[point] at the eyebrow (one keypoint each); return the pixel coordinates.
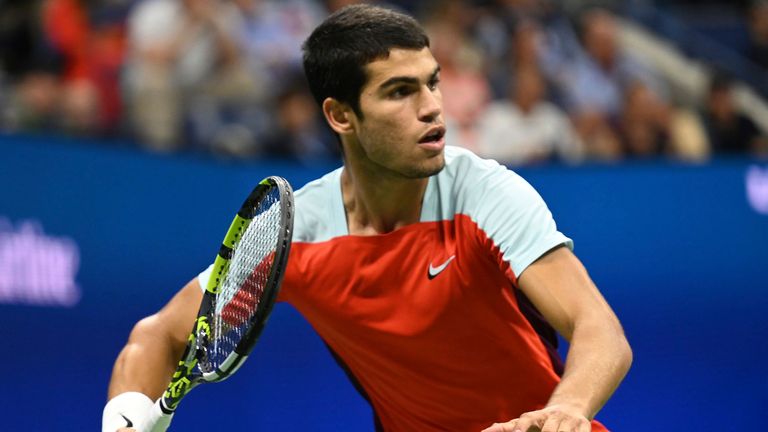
(407, 79)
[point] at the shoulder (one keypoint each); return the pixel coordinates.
(467, 173)
(315, 218)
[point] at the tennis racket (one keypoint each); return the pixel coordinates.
(238, 299)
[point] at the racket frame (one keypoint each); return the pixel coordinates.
(186, 377)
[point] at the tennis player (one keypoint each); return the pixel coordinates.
(437, 278)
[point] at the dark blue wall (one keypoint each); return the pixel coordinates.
(677, 251)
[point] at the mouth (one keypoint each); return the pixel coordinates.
(434, 138)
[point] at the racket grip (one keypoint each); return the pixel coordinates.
(156, 420)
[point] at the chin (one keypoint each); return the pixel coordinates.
(428, 168)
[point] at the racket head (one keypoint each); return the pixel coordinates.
(245, 280)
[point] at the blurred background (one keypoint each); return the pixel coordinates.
(131, 129)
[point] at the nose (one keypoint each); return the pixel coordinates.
(430, 104)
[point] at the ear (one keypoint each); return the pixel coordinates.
(338, 115)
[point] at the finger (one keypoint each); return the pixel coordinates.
(552, 424)
(500, 427)
(530, 422)
(574, 425)
(584, 426)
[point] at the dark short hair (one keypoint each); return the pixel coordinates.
(337, 51)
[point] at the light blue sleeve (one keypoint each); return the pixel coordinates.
(506, 208)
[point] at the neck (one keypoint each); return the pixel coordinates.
(378, 203)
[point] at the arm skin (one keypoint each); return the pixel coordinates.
(599, 355)
(155, 346)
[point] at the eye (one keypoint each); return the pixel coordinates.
(400, 92)
(433, 83)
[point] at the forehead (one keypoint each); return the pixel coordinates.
(401, 63)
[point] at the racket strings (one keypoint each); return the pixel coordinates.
(244, 285)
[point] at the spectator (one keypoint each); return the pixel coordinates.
(29, 69)
(185, 64)
(592, 84)
(730, 132)
(299, 131)
(465, 87)
(525, 128)
(758, 33)
(90, 38)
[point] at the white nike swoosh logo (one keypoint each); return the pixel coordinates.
(434, 271)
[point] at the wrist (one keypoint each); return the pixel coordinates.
(125, 410)
(569, 407)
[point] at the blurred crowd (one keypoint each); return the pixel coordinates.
(523, 81)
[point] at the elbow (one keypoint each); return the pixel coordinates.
(624, 354)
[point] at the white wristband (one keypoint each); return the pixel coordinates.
(125, 410)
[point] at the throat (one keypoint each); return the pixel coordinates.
(375, 208)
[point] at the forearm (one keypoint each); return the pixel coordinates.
(598, 359)
(147, 361)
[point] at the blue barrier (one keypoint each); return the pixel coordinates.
(92, 238)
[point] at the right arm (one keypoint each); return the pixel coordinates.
(156, 343)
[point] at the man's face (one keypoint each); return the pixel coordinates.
(401, 132)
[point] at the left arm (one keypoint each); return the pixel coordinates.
(599, 355)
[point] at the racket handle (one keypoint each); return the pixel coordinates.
(156, 420)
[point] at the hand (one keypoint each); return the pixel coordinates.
(555, 418)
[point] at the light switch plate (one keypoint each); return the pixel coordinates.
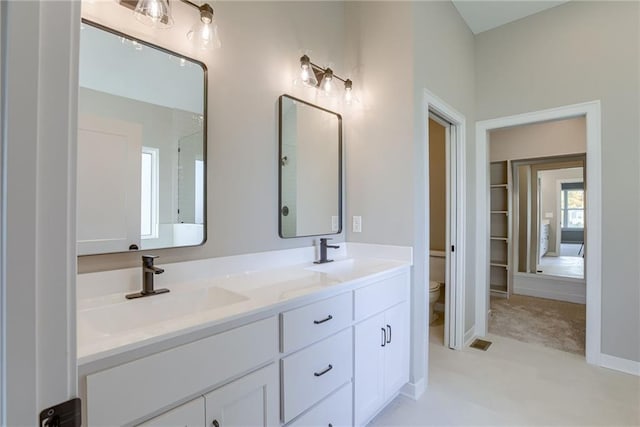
(357, 224)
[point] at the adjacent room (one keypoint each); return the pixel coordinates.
(308, 213)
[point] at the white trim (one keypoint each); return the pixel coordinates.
(593, 250)
(619, 364)
(550, 287)
(434, 104)
(413, 391)
(469, 336)
(39, 204)
(154, 203)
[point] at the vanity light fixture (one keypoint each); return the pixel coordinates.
(204, 34)
(157, 13)
(313, 75)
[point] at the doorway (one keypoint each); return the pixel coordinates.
(450, 273)
(593, 218)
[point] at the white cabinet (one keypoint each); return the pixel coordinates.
(381, 351)
(250, 401)
(334, 411)
(315, 372)
(190, 414)
(368, 367)
(396, 351)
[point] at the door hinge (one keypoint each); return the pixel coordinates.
(66, 414)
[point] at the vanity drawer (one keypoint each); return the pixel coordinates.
(335, 410)
(313, 373)
(381, 295)
(131, 391)
(308, 324)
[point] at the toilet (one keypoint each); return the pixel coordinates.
(434, 294)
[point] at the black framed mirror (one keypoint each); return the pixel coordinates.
(142, 142)
(310, 169)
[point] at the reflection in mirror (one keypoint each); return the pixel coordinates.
(141, 145)
(310, 169)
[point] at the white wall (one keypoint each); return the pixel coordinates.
(582, 51)
(259, 59)
(398, 49)
(532, 141)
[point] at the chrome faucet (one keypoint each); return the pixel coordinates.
(148, 271)
(323, 251)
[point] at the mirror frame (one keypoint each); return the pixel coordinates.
(340, 172)
(205, 139)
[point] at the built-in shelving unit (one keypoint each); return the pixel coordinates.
(500, 229)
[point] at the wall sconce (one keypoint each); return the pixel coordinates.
(157, 13)
(312, 75)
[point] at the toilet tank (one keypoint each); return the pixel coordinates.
(437, 266)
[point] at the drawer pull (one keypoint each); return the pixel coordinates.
(319, 374)
(326, 319)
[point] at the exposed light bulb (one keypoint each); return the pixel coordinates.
(349, 97)
(326, 86)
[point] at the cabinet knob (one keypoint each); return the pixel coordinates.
(326, 319)
(319, 374)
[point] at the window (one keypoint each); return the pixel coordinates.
(149, 194)
(572, 205)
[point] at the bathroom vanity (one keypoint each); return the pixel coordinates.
(236, 342)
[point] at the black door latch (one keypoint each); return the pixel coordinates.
(66, 414)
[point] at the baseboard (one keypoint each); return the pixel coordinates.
(550, 287)
(413, 390)
(619, 364)
(469, 336)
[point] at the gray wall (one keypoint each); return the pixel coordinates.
(398, 49)
(259, 59)
(573, 53)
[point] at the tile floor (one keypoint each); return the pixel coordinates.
(515, 384)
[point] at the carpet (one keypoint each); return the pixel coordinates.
(556, 324)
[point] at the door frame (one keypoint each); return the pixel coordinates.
(40, 42)
(456, 176)
(593, 244)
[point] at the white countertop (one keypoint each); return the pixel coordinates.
(110, 325)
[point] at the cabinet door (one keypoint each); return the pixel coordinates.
(191, 414)
(368, 368)
(248, 402)
(396, 352)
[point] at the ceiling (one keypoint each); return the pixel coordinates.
(483, 15)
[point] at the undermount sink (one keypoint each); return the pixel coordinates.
(335, 267)
(130, 315)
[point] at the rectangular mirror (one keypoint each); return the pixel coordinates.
(310, 169)
(141, 145)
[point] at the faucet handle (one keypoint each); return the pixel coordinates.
(148, 259)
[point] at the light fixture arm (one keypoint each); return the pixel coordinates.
(318, 70)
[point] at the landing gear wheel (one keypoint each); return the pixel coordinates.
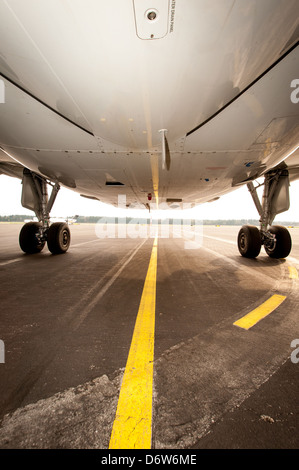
(29, 239)
(249, 241)
(58, 238)
(281, 246)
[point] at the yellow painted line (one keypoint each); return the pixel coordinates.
(260, 312)
(293, 272)
(132, 427)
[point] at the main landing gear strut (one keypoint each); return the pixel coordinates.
(34, 235)
(276, 239)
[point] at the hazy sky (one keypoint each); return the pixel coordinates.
(236, 205)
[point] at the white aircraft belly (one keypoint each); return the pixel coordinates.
(85, 59)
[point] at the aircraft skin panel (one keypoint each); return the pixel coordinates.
(93, 62)
(124, 89)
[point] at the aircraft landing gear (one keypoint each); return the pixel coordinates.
(276, 239)
(34, 235)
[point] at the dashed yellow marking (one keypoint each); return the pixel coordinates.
(260, 312)
(293, 272)
(132, 427)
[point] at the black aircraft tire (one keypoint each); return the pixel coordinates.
(283, 243)
(249, 241)
(59, 238)
(28, 240)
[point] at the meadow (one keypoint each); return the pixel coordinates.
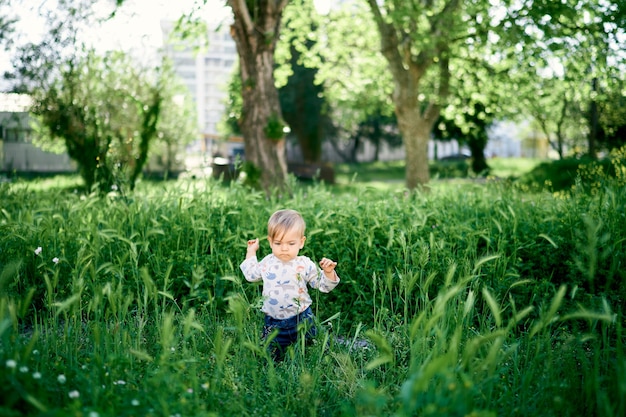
(474, 298)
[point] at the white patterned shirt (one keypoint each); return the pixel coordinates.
(285, 292)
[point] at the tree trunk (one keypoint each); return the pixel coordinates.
(416, 118)
(255, 36)
(416, 134)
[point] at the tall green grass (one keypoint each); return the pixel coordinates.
(467, 300)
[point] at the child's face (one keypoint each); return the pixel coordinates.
(287, 246)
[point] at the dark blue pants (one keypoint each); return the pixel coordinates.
(288, 331)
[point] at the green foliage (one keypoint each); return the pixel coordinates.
(473, 299)
(107, 111)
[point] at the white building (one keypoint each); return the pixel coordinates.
(207, 73)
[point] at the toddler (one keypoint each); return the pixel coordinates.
(285, 275)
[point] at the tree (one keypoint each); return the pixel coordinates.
(255, 30)
(568, 55)
(416, 37)
(302, 105)
(106, 111)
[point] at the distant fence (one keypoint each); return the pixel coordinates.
(25, 157)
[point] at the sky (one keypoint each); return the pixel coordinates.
(136, 25)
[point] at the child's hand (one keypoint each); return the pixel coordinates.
(253, 246)
(328, 266)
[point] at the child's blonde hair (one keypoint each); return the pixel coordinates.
(282, 221)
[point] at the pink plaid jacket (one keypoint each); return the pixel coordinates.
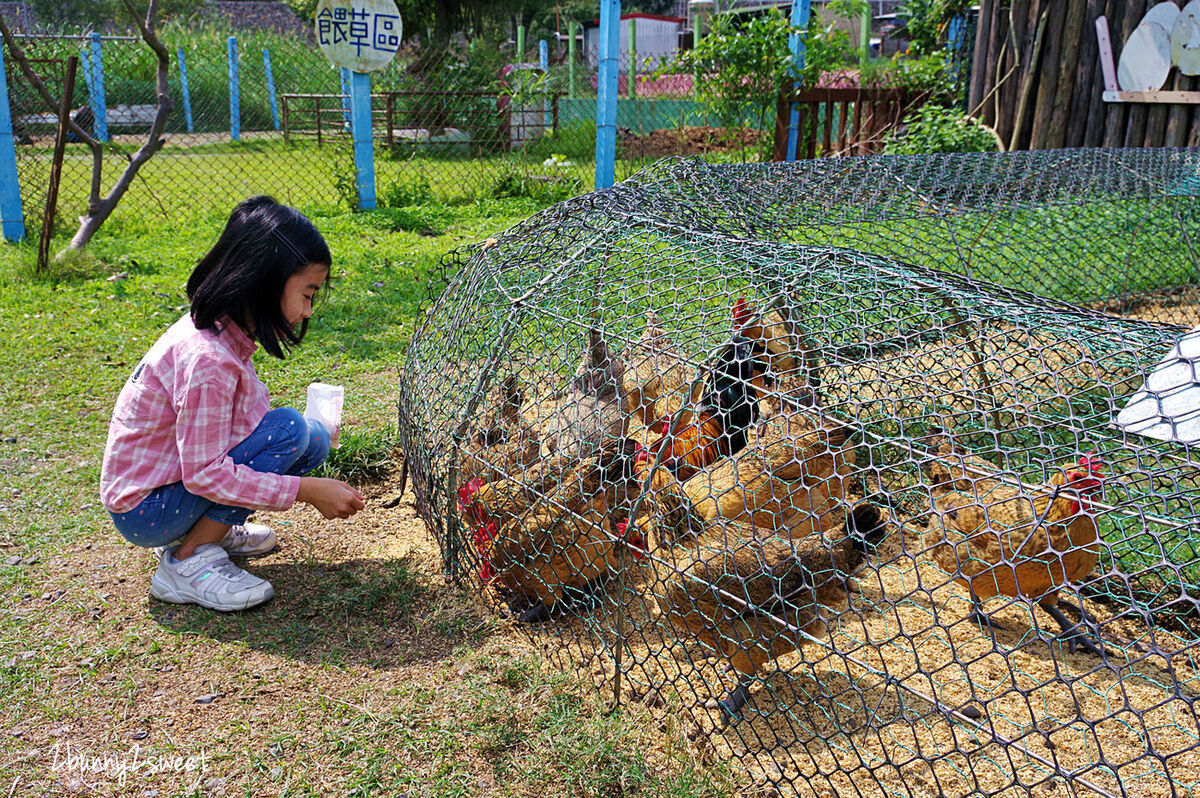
(192, 399)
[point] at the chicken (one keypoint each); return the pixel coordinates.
(778, 337)
(591, 412)
(726, 411)
(541, 543)
(791, 479)
(503, 442)
(995, 539)
(763, 351)
(744, 593)
(655, 376)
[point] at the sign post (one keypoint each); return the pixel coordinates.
(360, 36)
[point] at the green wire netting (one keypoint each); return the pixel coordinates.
(894, 411)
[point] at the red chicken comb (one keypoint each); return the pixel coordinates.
(665, 425)
(741, 313)
(636, 541)
(468, 491)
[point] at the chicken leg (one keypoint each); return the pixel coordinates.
(1072, 633)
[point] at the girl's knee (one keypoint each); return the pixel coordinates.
(318, 445)
(291, 425)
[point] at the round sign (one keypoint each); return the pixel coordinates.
(1186, 40)
(359, 35)
(1145, 59)
(1164, 13)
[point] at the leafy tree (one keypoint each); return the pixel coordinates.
(927, 21)
(941, 130)
(743, 63)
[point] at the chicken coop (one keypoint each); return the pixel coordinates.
(822, 459)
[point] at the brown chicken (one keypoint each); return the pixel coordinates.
(744, 591)
(503, 442)
(556, 538)
(790, 479)
(748, 370)
(772, 538)
(655, 377)
(589, 412)
(996, 539)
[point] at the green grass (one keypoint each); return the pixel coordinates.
(370, 678)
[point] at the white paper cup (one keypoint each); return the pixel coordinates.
(325, 406)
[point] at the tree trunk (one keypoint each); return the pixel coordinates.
(99, 210)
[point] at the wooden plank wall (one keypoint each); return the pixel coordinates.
(1037, 78)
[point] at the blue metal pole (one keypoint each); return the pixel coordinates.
(187, 95)
(12, 217)
(801, 11)
(270, 88)
(544, 63)
(95, 78)
(606, 93)
(346, 96)
(955, 37)
(234, 94)
(360, 131)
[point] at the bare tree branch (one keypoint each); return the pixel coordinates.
(101, 209)
(52, 105)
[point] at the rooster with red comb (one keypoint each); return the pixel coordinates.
(995, 539)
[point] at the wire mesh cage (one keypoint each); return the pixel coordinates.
(742, 441)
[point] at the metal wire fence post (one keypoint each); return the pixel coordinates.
(234, 93)
(606, 93)
(184, 91)
(270, 88)
(94, 76)
(12, 217)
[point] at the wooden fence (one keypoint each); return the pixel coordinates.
(1037, 78)
(841, 121)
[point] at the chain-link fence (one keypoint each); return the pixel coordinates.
(742, 442)
(265, 112)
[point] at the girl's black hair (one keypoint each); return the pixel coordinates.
(244, 274)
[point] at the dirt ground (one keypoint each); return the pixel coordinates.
(688, 141)
(909, 696)
(1180, 307)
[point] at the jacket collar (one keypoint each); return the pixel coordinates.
(241, 345)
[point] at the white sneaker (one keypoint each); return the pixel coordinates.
(249, 540)
(209, 579)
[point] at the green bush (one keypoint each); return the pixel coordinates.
(927, 73)
(574, 142)
(545, 189)
(405, 192)
(941, 130)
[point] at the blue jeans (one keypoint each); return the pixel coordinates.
(283, 443)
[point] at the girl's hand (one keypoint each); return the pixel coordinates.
(331, 497)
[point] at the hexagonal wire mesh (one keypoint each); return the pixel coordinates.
(755, 455)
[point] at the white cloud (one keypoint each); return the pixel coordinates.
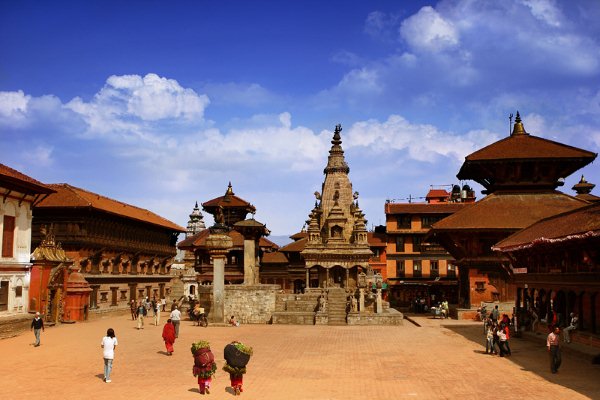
(244, 94)
(422, 142)
(13, 107)
(429, 31)
(545, 10)
(134, 106)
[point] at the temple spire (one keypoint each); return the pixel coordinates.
(518, 128)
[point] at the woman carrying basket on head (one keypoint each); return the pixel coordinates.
(204, 365)
(237, 356)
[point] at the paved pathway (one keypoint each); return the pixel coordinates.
(439, 360)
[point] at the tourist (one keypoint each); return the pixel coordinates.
(176, 319)
(554, 349)
(133, 308)
(535, 319)
(109, 344)
(156, 314)
(38, 326)
(507, 341)
(489, 340)
(495, 314)
(501, 340)
(169, 336)
(572, 326)
(141, 313)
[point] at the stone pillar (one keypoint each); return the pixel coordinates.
(250, 275)
(379, 309)
(307, 278)
(361, 300)
(218, 244)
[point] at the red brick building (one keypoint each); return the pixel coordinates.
(520, 175)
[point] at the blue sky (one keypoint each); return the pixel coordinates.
(162, 103)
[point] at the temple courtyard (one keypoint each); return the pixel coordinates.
(437, 360)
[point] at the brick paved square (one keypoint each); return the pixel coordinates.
(439, 360)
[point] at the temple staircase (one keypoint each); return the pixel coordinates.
(336, 306)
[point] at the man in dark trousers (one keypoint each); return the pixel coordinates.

════════════════

WORK TO BE COMPLETED
Your task is to set down exactly the lines that run from the line holding "[point] at the dirt" through the close of the entries, including both ends. Pictures stay out.

REPLY
[point] at the dirt ground (one keypoint each); return the pixel coordinates.
(688, 141)
(909, 696)
(1180, 307)
[point] at the jacket collar (one keypoint each); return the pixel coordinates.
(241, 345)
[point] at the white sneaker (one keypoint each); return the pixel coordinates.
(249, 540)
(209, 579)
[point] at the green bush (one keypoint each); return the pixel coordinates.
(927, 73)
(574, 142)
(545, 189)
(405, 192)
(941, 130)
[point] at the blue jeans (one keypoint each); return the pixel coordinates.
(283, 443)
[point] at the girl's hand (one keypoint each); return the pixel coordinates.
(331, 497)
[point] at the hexagonal wire mesh (one keypoint each); return the pixel coordinates.
(755, 455)
[point] at the white cloud (one keypoint each); return the pixel coordinates.
(244, 94)
(422, 142)
(13, 107)
(429, 31)
(545, 10)
(134, 106)
[point] at the temple spire (one keypoint each); return the pixel coordinates.
(518, 128)
[point] at the woman carrying basket on head (one keypoint each); return the pixel coordinates.
(204, 365)
(237, 356)
[point] at the paved pathway (one keypoint each); return the pixel coordinates.
(439, 360)
[point] at the tourist (one keypoint each); return the pixel coordinates.
(176, 319)
(554, 349)
(133, 308)
(535, 319)
(109, 344)
(156, 314)
(38, 326)
(507, 341)
(489, 340)
(495, 314)
(501, 340)
(169, 336)
(572, 326)
(141, 313)
[point] at the stone pillar (one keypoint each); return the pixel coordinates.
(250, 275)
(379, 309)
(307, 278)
(361, 300)
(218, 244)
[point] at the red brick building (one keypoint each); return the pixel coordinates.
(520, 175)
[point] at the blue sky (one keypoint each); return the pixel coordinates.
(162, 103)
[point] at the temple courtyard (one keypoint each); return the pixel coordinates.
(437, 360)
[point] at the brick paved square (one keypoint each); return the pixel coordinates.
(439, 360)
[point] at the temple staircase (one keypoint each); return the pixel coordinates.
(336, 306)
[point] at the man in dark trousers (one keypoint each); return the pixel coordinates.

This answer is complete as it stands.